Work to complete: Count how many lines in the entries below contain the word "forest" and reply with only that number.

Input for this task:
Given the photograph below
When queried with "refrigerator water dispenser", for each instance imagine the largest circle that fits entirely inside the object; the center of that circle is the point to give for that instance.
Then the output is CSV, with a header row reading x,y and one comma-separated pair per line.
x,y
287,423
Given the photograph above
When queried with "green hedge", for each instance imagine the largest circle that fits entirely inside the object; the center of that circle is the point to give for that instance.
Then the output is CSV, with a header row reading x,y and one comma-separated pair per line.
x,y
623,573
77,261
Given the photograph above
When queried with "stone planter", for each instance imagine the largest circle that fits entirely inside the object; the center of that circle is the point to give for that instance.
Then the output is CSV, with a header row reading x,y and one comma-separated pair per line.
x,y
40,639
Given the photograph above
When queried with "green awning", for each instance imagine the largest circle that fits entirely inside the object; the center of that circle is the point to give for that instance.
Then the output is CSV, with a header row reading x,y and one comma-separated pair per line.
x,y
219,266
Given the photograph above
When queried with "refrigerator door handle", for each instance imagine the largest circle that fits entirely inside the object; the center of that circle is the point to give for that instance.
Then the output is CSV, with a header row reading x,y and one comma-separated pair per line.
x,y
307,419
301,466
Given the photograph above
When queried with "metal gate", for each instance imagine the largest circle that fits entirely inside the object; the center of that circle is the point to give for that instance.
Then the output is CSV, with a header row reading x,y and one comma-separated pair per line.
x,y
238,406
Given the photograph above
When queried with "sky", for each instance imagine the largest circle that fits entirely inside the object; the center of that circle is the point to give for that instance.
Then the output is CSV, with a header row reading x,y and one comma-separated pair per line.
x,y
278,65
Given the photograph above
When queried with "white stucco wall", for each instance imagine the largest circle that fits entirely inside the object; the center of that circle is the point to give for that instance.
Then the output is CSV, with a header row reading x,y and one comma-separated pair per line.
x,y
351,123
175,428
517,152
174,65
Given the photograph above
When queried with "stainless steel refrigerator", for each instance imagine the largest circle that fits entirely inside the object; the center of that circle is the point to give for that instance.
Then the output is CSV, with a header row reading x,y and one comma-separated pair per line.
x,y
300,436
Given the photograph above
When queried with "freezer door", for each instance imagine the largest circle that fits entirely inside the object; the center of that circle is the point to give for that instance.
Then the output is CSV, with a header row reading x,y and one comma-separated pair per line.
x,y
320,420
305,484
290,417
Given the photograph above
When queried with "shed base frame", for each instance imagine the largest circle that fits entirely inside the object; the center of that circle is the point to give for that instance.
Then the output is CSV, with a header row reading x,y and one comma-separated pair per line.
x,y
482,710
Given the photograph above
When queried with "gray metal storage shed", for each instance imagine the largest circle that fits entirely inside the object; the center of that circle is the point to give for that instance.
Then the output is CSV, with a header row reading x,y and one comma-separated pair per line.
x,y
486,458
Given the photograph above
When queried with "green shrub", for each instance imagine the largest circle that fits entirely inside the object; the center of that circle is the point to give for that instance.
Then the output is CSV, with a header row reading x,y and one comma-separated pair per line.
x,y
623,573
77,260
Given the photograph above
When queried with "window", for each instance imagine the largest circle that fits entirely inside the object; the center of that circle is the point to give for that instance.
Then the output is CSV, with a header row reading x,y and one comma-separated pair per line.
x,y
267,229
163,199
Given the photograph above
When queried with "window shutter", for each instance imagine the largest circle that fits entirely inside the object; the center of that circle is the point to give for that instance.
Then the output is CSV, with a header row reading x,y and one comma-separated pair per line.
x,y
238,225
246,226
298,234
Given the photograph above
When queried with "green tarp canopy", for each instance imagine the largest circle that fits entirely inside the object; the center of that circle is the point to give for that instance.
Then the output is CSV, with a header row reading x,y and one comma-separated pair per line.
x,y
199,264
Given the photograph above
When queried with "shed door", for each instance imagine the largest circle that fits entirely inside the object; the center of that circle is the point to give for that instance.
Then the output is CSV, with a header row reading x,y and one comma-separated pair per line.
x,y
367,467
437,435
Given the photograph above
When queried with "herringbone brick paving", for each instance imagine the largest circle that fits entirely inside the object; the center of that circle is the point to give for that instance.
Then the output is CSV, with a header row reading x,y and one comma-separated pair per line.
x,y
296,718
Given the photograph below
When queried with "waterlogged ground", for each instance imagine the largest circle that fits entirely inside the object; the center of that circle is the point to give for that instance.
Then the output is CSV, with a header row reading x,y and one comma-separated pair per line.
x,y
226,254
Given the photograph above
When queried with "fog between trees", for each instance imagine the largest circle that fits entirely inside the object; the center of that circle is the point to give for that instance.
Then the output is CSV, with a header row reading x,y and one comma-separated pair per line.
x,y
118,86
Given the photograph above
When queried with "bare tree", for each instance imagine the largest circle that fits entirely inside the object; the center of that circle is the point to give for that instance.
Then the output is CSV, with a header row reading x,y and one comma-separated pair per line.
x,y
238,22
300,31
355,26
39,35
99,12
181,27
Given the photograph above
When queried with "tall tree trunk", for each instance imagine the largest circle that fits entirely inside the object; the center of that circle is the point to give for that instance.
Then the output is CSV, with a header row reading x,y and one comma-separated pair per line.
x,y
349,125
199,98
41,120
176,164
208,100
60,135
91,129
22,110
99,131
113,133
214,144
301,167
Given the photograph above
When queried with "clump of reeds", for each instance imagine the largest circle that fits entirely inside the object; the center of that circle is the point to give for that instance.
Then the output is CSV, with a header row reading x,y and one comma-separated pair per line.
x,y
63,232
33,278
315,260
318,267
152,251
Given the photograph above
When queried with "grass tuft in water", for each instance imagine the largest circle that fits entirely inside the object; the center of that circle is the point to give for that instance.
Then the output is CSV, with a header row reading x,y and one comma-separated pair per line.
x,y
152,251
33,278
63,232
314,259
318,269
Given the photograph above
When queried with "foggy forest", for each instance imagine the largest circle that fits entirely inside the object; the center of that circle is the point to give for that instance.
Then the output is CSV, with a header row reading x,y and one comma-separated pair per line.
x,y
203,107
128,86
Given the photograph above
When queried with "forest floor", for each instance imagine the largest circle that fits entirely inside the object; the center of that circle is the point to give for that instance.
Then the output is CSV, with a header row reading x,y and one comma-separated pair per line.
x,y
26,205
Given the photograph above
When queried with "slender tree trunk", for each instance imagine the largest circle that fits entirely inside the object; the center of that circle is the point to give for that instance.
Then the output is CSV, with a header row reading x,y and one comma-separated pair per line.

Solution: 2